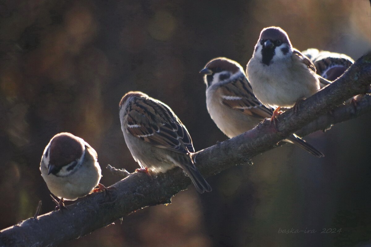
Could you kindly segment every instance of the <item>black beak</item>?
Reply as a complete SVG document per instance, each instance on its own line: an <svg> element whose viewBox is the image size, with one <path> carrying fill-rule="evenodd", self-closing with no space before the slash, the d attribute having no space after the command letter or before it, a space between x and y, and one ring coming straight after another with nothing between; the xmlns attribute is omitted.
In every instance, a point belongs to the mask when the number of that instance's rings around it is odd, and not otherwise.
<svg viewBox="0 0 371 247"><path fill-rule="evenodd" d="M210 69L205 68L200 71L200 73L210 76L210 75L213 74L213 71Z"/></svg>
<svg viewBox="0 0 371 247"><path fill-rule="evenodd" d="M54 171L57 171L56 167L55 167L55 166L54 165L52 165L51 164L49 164L49 170L47 171L47 174L49 175L50 173L52 173Z"/></svg>
<svg viewBox="0 0 371 247"><path fill-rule="evenodd" d="M268 40L264 42L264 47L266 48L272 48L273 47L273 43L270 40Z"/></svg>

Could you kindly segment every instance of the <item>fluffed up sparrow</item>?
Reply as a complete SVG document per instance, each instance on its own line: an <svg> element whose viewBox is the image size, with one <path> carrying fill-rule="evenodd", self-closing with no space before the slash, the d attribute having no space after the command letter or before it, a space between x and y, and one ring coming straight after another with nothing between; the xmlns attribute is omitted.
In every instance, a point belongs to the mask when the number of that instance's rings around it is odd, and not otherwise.
<svg viewBox="0 0 371 247"><path fill-rule="evenodd" d="M331 83L316 73L312 61L293 48L286 32L277 27L262 31L246 74L256 97L275 109L272 120L281 107L292 107L318 91L320 81Z"/></svg>
<svg viewBox="0 0 371 247"><path fill-rule="evenodd" d="M242 67L236 61L218 57L200 71L205 75L206 105L211 119L229 138L254 128L273 113L254 95ZM295 144L318 157L324 155L295 134L285 141Z"/></svg>
<svg viewBox="0 0 371 247"><path fill-rule="evenodd" d="M320 51L315 48L308 49L302 53L313 62L317 74L329 81L340 77L354 63L351 57L345 54Z"/></svg>
<svg viewBox="0 0 371 247"><path fill-rule="evenodd" d="M141 167L164 173L178 166L198 192L211 191L192 160L191 137L170 107L139 91L125 94L119 107L125 141Z"/></svg>
<svg viewBox="0 0 371 247"><path fill-rule="evenodd" d="M95 150L67 133L50 140L41 158L40 171L49 190L60 199L59 206L62 207L64 199L73 201L91 193L102 177Z"/></svg>

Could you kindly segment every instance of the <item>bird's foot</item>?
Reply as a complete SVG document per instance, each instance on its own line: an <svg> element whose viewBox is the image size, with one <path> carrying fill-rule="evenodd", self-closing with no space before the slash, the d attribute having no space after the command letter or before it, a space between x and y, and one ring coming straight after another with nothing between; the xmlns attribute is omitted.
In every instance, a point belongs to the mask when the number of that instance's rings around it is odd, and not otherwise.
<svg viewBox="0 0 371 247"><path fill-rule="evenodd" d="M52 195L50 195L50 196L53 199L53 201L57 205L56 207L55 207L55 211L60 210L61 212L63 213L63 210L68 209L66 206L65 206L65 200L63 198L61 198L60 200L58 201Z"/></svg>
<svg viewBox="0 0 371 247"><path fill-rule="evenodd" d="M107 188L100 183L98 184L98 187L96 188L92 193L96 193L97 192L103 192L104 193L104 197L108 197L110 201L112 200L112 191L116 189L114 187L109 187Z"/></svg>
<svg viewBox="0 0 371 247"><path fill-rule="evenodd" d="M282 111L279 110L281 107L279 106L276 110L274 110L273 112L273 114L272 115L272 117L270 118L270 124L273 124L273 125L275 127L275 130L276 131L278 131L277 129L277 123L279 121L278 119L278 117L279 116L280 114L282 113Z"/></svg>
<svg viewBox="0 0 371 247"><path fill-rule="evenodd" d="M151 178L152 180L153 180L152 176L150 174L150 171L148 170L148 167L141 167L135 169L136 173L144 173L148 175Z"/></svg>
<svg viewBox="0 0 371 247"><path fill-rule="evenodd" d="M353 108L354 109L354 113L355 114L357 111L357 105L358 104L357 103L357 96L355 96L350 101L351 104L353 106Z"/></svg>

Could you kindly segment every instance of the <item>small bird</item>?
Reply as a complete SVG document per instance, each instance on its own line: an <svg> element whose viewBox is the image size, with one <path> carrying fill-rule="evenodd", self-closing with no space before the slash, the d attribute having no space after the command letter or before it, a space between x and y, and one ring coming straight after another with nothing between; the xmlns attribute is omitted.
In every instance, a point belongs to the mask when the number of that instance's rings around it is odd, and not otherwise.
<svg viewBox="0 0 371 247"><path fill-rule="evenodd" d="M40 171L49 190L60 199L73 201L90 193L102 177L96 152L83 140L70 133L57 134L46 146Z"/></svg>
<svg viewBox="0 0 371 247"><path fill-rule="evenodd" d="M316 73L313 63L293 48L286 32L277 27L262 31L246 74L256 97L275 109L272 120L280 107L292 107L316 93L320 81L331 83Z"/></svg>
<svg viewBox="0 0 371 247"><path fill-rule="evenodd" d="M333 81L354 63L351 57L341 53L310 48L302 51L313 62L318 74Z"/></svg>
<svg viewBox="0 0 371 247"><path fill-rule="evenodd" d="M254 95L242 67L236 61L218 57L200 71L205 75L206 105L211 119L229 138L249 130L273 114ZM313 155L324 155L293 134L284 140L296 144Z"/></svg>
<svg viewBox="0 0 371 247"><path fill-rule="evenodd" d="M191 157L194 149L186 127L168 106L141 92L131 91L120 101L121 128L128 147L142 168L164 173L183 169L200 193L211 188Z"/></svg>

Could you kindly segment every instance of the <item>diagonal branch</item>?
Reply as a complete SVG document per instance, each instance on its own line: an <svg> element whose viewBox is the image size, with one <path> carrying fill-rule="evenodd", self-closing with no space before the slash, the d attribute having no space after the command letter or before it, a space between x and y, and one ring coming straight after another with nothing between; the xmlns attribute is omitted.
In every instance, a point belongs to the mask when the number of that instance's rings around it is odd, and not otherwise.
<svg viewBox="0 0 371 247"><path fill-rule="evenodd" d="M355 95L369 92L370 82L369 53L331 85L301 102L302 110L295 113L290 109L280 115L279 132L265 121L250 131L194 154L200 171L209 177L250 162L252 157L273 148L293 133L306 135L371 112L369 95L360 97L356 106L348 103L337 107ZM0 246L55 246L107 226L135 210L170 203L172 196L190 184L179 168L158 174L153 181L145 174L132 174L112 186L116 189L112 191L111 199L103 193L95 193L68 206L68 210L63 213L51 212L4 229L0 232Z"/></svg>

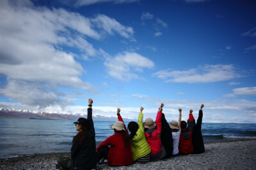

————————

◆ Task prompt ◆
Could you rewrite the stretch of the records above, from the line containing "Could you kindly segment every instance of the <item>fluffed" through the line containing "51L315 48L308 49L302", as a numbered list with blank lines left out?

◆ Result of the exercise ◆
1. Could you kindly segment every instance of the <item>fluffed up sparrow</item>?
2. Reply as a complete SVG document per instance, each instance on its own line: an <svg> element whose viewBox is the image size, with one <path> carrying fill-rule="evenodd", self-closing with no space before the slash, the d attribute having no space after the command letter or before it, a space between x and y, and one ring coming straight after another with nothing between; the xmlns attribute is omitted.
3. In every instance, a point belongs to the mask when the number of that instance's rings around it is odd, and not otherwise.
4. <svg viewBox="0 0 371 247"><path fill-rule="evenodd" d="M331 83L316 73L312 61L293 48L286 32L277 27L262 31L246 74L256 97L275 109L272 120L281 107L292 107L318 91L320 81Z"/></svg>
5. <svg viewBox="0 0 371 247"><path fill-rule="evenodd" d="M242 67L236 61L218 57L200 71L205 75L206 105L211 119L229 138L254 128L273 113L254 95ZM295 144L318 157L324 155L295 134L285 141Z"/></svg>
6. <svg viewBox="0 0 371 247"><path fill-rule="evenodd" d="M320 51L315 48L308 49L302 53L313 62L317 74L329 81L340 77L354 63L351 57L345 54Z"/></svg>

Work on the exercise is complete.